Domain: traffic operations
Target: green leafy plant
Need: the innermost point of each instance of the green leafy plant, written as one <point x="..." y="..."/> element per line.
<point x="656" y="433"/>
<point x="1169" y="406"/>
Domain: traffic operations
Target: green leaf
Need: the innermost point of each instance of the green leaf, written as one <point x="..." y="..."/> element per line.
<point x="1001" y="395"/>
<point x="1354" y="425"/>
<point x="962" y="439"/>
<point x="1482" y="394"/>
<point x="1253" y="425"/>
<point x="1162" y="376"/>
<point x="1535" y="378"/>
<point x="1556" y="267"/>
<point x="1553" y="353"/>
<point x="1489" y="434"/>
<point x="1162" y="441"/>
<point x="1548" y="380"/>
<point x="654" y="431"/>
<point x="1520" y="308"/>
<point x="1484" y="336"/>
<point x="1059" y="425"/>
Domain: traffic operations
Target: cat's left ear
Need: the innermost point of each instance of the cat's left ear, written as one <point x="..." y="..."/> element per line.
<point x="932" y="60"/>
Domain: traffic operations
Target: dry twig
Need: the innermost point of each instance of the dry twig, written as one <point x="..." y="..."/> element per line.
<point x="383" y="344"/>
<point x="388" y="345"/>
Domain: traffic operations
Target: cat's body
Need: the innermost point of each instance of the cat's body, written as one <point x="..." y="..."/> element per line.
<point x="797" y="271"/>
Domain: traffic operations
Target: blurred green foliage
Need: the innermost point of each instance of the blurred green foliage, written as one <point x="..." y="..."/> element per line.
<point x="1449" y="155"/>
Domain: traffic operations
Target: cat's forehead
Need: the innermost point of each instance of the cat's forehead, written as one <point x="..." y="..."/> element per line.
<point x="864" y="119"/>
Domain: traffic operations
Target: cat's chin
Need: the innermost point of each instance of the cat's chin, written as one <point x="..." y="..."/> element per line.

• _WHAT IS EXPECTED_
Find each line in the records holding the string "Target" and show it.

• _COMPLETED TASK_
Target: green leafy plant
Target: green leaf
Target: cat's left ear
Target: dry twig
Target: cat's body
Target: blurred green foliage
Target: cat's forehead
Target: cat's chin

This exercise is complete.